[Image-grounded pointing data]
******************************

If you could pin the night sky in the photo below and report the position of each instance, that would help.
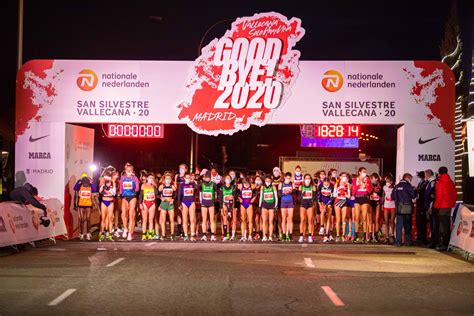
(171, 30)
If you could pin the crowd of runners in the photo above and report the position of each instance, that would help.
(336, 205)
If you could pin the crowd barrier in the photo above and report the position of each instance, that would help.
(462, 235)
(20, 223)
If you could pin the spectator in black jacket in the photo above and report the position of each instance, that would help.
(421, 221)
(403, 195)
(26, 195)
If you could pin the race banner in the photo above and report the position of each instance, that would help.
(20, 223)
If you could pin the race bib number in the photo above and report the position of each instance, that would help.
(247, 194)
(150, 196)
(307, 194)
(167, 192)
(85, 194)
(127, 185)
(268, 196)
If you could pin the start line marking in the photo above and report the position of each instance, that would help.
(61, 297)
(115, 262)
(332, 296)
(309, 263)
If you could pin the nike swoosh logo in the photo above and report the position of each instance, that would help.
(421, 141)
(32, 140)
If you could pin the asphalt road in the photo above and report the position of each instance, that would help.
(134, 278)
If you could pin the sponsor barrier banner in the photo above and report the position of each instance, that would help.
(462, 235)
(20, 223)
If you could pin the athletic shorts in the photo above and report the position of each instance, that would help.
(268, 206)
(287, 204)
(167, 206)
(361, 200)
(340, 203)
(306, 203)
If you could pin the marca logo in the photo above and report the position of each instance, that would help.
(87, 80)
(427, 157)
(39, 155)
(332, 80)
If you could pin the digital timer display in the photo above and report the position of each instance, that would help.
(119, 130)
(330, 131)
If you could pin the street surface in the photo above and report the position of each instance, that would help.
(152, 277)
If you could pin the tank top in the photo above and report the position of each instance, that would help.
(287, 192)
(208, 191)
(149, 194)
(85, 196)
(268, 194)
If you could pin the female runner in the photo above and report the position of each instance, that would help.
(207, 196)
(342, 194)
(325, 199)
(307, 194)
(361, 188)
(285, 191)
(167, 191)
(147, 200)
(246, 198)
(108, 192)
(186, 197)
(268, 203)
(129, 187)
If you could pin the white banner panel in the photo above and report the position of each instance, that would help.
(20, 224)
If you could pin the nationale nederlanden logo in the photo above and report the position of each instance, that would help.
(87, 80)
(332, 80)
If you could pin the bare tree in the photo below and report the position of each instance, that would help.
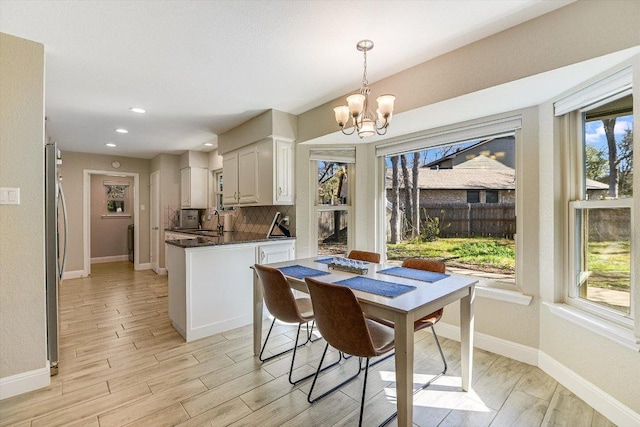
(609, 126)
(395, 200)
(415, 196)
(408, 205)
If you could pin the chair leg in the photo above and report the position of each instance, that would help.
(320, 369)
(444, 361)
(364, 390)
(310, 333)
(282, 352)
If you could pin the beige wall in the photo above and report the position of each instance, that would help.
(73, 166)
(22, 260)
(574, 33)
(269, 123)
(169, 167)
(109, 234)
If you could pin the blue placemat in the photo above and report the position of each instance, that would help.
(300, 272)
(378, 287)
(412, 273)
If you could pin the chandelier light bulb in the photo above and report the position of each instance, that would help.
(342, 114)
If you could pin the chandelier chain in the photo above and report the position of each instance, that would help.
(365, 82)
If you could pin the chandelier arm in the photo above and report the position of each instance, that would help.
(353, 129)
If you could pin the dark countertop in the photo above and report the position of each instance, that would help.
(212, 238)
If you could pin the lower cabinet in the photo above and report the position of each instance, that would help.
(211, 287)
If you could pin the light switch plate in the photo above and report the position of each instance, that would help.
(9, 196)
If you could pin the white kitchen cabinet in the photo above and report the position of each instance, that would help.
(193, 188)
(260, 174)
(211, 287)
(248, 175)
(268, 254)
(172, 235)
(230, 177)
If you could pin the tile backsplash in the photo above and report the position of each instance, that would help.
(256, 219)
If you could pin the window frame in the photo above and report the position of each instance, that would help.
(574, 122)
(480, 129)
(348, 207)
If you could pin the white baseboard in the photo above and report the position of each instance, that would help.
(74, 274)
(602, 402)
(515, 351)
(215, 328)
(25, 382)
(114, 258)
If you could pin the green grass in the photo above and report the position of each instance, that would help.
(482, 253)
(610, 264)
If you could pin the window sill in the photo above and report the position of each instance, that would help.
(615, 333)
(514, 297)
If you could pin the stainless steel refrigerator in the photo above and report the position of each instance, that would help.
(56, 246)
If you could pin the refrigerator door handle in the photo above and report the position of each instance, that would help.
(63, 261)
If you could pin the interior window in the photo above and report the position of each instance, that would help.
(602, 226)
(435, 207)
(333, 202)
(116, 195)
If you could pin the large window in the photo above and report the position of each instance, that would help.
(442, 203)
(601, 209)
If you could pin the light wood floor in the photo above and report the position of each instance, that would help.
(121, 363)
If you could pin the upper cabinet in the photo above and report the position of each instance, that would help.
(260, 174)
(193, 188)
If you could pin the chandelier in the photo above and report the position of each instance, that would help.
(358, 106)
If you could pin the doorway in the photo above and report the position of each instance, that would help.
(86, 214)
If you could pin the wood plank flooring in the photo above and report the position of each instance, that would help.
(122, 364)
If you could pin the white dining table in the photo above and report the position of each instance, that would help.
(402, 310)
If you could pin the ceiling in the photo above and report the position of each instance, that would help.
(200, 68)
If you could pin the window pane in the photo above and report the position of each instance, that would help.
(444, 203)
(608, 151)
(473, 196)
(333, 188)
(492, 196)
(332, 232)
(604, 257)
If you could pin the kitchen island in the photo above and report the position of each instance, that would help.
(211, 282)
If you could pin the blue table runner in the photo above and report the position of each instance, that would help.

******************************

Please repeat the records above exactly, leaving every picture out.

[EXERCISE RESULT]
If you could pin the night sky in the photo below and report the position of each instance, that would help.
(171, 30)
If you could pin the crowd of runners in the photo above and report the position of each instance, that would help.
(336, 205)
If you could pin the crowd barrier in the photo above and report the position of each instance, that would help.
(462, 235)
(20, 223)
If you could pin the spectator in black jacket in the photo above and report the position of each instance, that would help.
(421, 221)
(403, 195)
(26, 195)
If you could pin the race banner in the photo above and report the position of each instance, that would help.
(20, 223)
If you could pin the race bib number in the photo above and report the position of each instance, that would help.
(247, 194)
(150, 196)
(307, 194)
(167, 192)
(85, 194)
(127, 185)
(268, 196)
If you could pin the start line marking in the photo above and report the position of each instance, that would help.
(61, 297)
(115, 262)
(332, 296)
(309, 263)
If you could pin the nike swoosh logo in the photo above and report the position of each instance, that would help.
(421, 141)
(32, 140)
If you could pin the asphalt road in the photo above and report the position of each instance, that would help.
(134, 278)
If you could pin the sponsor barrier banner in the photo above and report the position of each instance, that would help.
(462, 235)
(20, 223)
If you could pin the athletic shorts in the photo above and report the position of each instance, that would help.
(268, 206)
(287, 204)
(167, 206)
(361, 200)
(340, 203)
(306, 203)
If you could pin the marca logo in the photo above and report the position of each instance, that would help.
(87, 80)
(427, 157)
(39, 155)
(332, 80)
If you could pin the digital timer display in the photo above and report the position of each instance, that would help.
(119, 130)
(330, 131)
If you could pin the street surface in the photo above and report the position of each instance, that would help.
(152, 277)
If you could pin the tank top in the photo above and report the position of each instance, that would help.
(287, 192)
(208, 191)
(149, 194)
(85, 196)
(268, 194)
If you could pin the female runner in the photo above and report the position of each instance, that would help.
(207, 196)
(342, 194)
(325, 199)
(307, 194)
(361, 188)
(285, 191)
(167, 191)
(147, 200)
(246, 198)
(108, 192)
(186, 197)
(268, 203)
(129, 187)
If you could pin the white banner panel in the photo above and report the position of each instance, that would help.
(20, 224)
If you could pin the nationale nederlanden logo in the photo above and report the position of each instance, that would help.
(87, 80)
(332, 80)
If you could pin the bare tree in the photo below and report the position of each instance, that would help.
(609, 126)
(395, 200)
(415, 196)
(408, 205)
If you could pin the chair leg in the photo above and report the position of each instance, that would help.
(320, 369)
(444, 361)
(364, 390)
(310, 333)
(282, 352)
If you could pin the beige wall in the photo above and report the position of each instance, that would help.
(73, 166)
(22, 260)
(574, 33)
(269, 123)
(169, 167)
(109, 234)
If you could pin the blue placemat in the photo above and report the position of each instance, that would help.
(300, 272)
(378, 287)
(412, 273)
If you could pin the chandelier light bulb in the photo above and report the position of each instance, that would help.
(342, 114)
If you could pin the chandelier chain in the photo above and report the position of each instance, that would help.
(365, 82)
If you could pin the chandelier arm in the photo above and report the position of each instance, that would help.
(353, 129)
If you could pin the dark countertop in the photo above and report the position of each instance, that would help.
(212, 238)
If you could pin the lower cabinet in the photo above and report the position of each instance, that would help.
(211, 287)
If you could pin the light switch plate in the photo above and report the position of each instance, that would help.
(9, 196)
If you could pin the white kitchen cabinet in the photo above and report the position of each instance, that would help.
(193, 188)
(260, 174)
(211, 287)
(248, 175)
(268, 254)
(172, 235)
(230, 177)
If you could pin the tile backsplash in the photo above and report the position of each instance, that would help.
(256, 219)
If you could pin the window frame in the photo above and report the position of each instance, that would help.
(574, 122)
(480, 129)
(348, 207)
If you could pin the white baseboard in the photo above and report the position of each instance, that would help.
(74, 274)
(602, 402)
(515, 351)
(215, 328)
(25, 382)
(114, 258)
If you could pin the green grass in the photo above and report the position of each instance, that would help.
(482, 253)
(610, 264)
If you could pin the window sill in the photo above and report the position of each instance, that would help.
(615, 333)
(514, 297)
If you could pin the stainless steel refrigerator in the photo above and report the position of each instance, that would help.
(56, 246)
If you could pin the refrigerator door handle in the photo above and report the position of each instance, that would help.
(63, 261)
If you could pin the interior window in the photo above and report the position of each instance, that would help.
(602, 226)
(435, 207)
(333, 202)
(116, 195)
If you could pin the large window in the photo above and report the position of each instance, that would help.
(442, 203)
(601, 209)
If you could pin the light wood floor in the photo above and report the position of each instance, that would help.
(121, 363)
If you could pin the upper cabinet in the photo above and report the position of each instance, that would help.
(260, 174)
(193, 188)
If you could pin the chandelier in the photo above and report the position of each instance, that would help.
(358, 106)
If you could pin the doorway in the photo above and report the position of each instance, that would help.
(86, 214)
If you could pin the wood plank flooring in the photo above and report the position of each instance, that would help.
(122, 364)
If you could pin the white dining table in the photo above and report the position of each instance, that would help.
(402, 310)
If you could pin the ceiling in the photo above and report the position of each instance, that would help.
(200, 68)
If you could pin the window pane in the photo above and report the position of each instance, that would help.
(444, 203)
(608, 151)
(473, 196)
(333, 188)
(492, 196)
(332, 232)
(604, 257)
If you could pin the kitchen island in the photo above and report the position of each instance, that would help.
(211, 282)
If you could pin the blue table runner in the photo above and report the position of each instance, that would help.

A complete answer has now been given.